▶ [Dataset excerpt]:

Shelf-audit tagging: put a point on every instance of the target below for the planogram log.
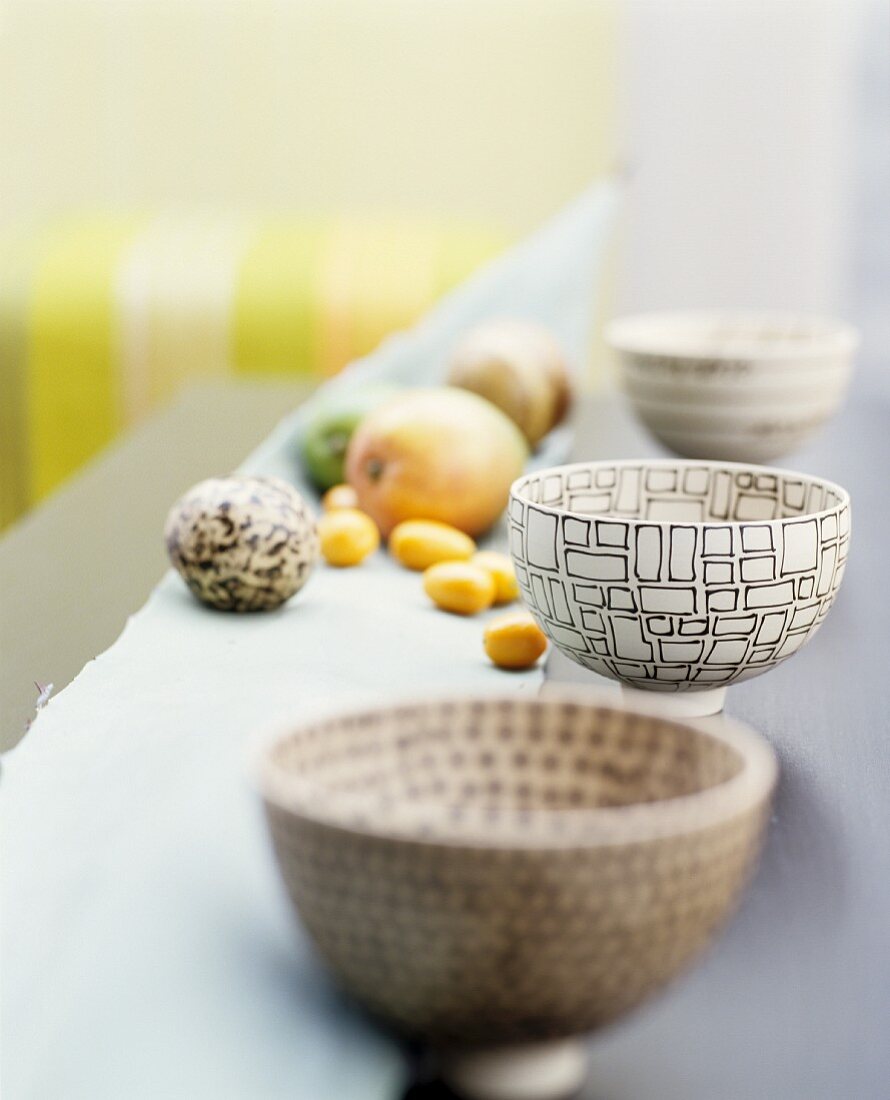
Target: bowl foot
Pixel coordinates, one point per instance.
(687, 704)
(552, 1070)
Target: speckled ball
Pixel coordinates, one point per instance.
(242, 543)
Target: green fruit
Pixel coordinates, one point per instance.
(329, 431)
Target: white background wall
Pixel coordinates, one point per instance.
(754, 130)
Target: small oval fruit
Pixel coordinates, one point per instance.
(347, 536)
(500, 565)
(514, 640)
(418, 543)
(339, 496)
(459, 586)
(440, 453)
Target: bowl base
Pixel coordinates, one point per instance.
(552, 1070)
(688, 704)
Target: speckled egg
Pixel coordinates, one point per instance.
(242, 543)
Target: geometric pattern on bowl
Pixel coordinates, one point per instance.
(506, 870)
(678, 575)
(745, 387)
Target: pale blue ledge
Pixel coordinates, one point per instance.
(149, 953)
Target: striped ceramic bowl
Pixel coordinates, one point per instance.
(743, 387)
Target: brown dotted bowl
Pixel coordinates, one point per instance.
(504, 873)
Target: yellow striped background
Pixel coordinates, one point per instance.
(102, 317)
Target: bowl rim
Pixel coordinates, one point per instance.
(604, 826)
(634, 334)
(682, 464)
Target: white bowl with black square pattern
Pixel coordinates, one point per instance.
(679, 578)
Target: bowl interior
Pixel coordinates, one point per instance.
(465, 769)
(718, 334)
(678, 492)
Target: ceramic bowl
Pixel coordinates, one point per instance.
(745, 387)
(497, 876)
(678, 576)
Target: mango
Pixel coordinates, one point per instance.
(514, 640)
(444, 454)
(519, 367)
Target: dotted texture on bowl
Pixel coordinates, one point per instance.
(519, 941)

▶ [What is being asked]:
Turn every line of the listing above into a Markdown table with two columns, Row and Listing line, skipping any blank lines. Leave the pictures out of the table.

▶ [Answer]:
| Row | Listing line |
|---|---|
| 1 | Shelf-audit tagging: put a point on every instance of the target below for the planogram log. |
| 2 | Target: bowl foot |
| 3 | Pixel coordinates, one point per instance. |
| 4 | (687, 704) |
| 5 | (552, 1070) |
| 6 | Target: speckled ball |
| 7 | Pixel coordinates, one point per instance. |
| 8 | (242, 543) |
| 9 | Target: green fruit |
| 10 | Pixel coordinates, one point per instance. |
| 11 | (329, 431) |
| 12 | Target: white background wall |
| 13 | Pixel coordinates, one point per instance. |
| 14 | (754, 130) |
| 15 | Target: small oval fruit |
| 16 | Pixel coordinates, one point per instance. |
| 17 | (347, 536) |
| 18 | (500, 565) |
| 19 | (514, 640) |
| 20 | (418, 543) |
| 21 | (339, 496) |
| 22 | (459, 586) |
| 23 | (440, 453) |
| 24 | Target: bowl base |
| 25 | Pixel coordinates, one point per instance. |
| 26 | (552, 1070) |
| 27 | (688, 704) |
| 28 | Target: speckled egg |
| 29 | Pixel coordinates, one point per instance. |
| 30 | (242, 543) |
| 31 | Target: geometric pattern on bowl |
| 32 | Pixel coordinates, one point per instance. |
| 33 | (506, 870) |
| 34 | (678, 575) |
| 35 | (745, 387) |
| 36 | Target: pale blue ledge |
| 37 | Pixel coordinates, one point per instance. |
| 38 | (149, 953) |
| 39 | Target: striped ceramic bowl |
| 40 | Pixel coordinates, one point per instance. |
| 41 | (743, 387) |
| 42 | Target: brown dotted bowl |
| 43 | Pixel coordinates, one point per instance. |
| 44 | (504, 873) |
| 45 | Target: yellow striped background |
| 46 | Pixel coordinates, one point per instance. |
| 47 | (102, 317) |
| 48 | Target: bowl rim |
| 49 | Pixel coordinates, one point per instance. |
| 50 | (604, 826) |
| 51 | (634, 334) |
| 52 | (682, 464) |
| 53 | Target: white bowl with black square pattern |
| 54 | Pixel coordinates, one point per instance. |
| 55 | (679, 578) |
| 56 | Target: bowl interior |
| 57 | Pixel coordinates, one point per instance. |
| 58 | (465, 769) |
| 59 | (718, 334) |
| 60 | (678, 492) |
| 61 | Target: ceramic bowl |
| 62 | Pixel coordinates, one point per instance. |
| 63 | (745, 387) |
| 64 | (497, 876) |
| 65 | (678, 576) |
| 66 | Target: mango |
| 67 | Pixel coordinates, one point per instance. |
| 68 | (514, 640) |
| 69 | (444, 454) |
| 70 | (519, 367) |
| 71 | Target: dotted texture on bowl |
| 72 | Pixel coordinates, one point per instance. |
| 73 | (519, 941) |